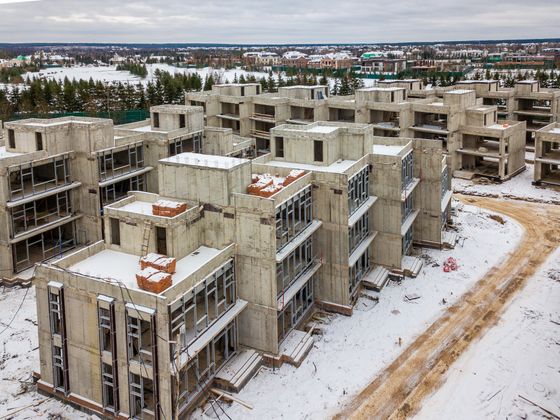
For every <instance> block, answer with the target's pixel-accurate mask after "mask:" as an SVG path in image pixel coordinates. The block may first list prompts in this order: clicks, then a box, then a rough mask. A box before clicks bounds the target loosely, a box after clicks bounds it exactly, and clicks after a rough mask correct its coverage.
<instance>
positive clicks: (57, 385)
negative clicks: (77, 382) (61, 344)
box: [53, 346, 66, 392]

━━━━━━━━━━

▶ PROBLEM TO WORK ON
The required output is the listing above reproduced exactly, pictures removed.

▶ ANSWER BOX
For every <instance> block, answer with the target's pixel-accurate mask after "mask:" as an SVG path in image pixel coordinates. The block may first list prompts in this order: clicks, then a box, then a rough mask. A box before clicks bounds the target loosely, a box after clicks bounds it exactly, and clicks after a rough mask correct its coverage.
<instance>
positive clicks: (57, 385)
negative clicks: (77, 382) (61, 344)
box: [53, 346, 66, 392]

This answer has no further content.